■ Exercise
Copy the listing below word for word, starting at the line that contains "of the clear" and continuing through its final line.

-- begin Records shown --

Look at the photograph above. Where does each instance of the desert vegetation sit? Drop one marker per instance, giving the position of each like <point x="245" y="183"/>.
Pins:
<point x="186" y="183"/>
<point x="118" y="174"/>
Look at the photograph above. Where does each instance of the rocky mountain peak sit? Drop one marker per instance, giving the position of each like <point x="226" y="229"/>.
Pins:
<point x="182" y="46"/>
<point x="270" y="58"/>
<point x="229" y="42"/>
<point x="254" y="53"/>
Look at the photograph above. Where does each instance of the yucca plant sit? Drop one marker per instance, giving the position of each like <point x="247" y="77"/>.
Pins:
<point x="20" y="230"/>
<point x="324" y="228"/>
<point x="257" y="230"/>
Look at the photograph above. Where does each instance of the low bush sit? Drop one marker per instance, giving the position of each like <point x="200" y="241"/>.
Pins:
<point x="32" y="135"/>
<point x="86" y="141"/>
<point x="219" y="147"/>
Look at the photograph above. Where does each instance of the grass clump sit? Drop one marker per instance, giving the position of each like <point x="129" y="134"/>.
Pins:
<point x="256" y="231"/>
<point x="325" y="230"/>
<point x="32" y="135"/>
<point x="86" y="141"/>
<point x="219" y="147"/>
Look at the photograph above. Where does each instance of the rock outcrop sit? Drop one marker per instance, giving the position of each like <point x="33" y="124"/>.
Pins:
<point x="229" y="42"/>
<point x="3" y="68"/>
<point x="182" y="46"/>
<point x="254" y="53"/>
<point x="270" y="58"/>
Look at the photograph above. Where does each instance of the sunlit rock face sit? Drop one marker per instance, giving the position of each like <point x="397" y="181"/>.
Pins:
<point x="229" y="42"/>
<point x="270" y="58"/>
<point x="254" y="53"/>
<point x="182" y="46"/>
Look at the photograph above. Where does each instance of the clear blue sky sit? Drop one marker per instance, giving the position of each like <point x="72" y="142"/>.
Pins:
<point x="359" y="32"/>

-- end Records shown --

■ Task answer
Look at the photograph above. Where does each instance of the clear blue sky sit? Drop one marker per instance, giving the position of each like <point x="72" y="142"/>.
Pins:
<point x="359" y="32"/>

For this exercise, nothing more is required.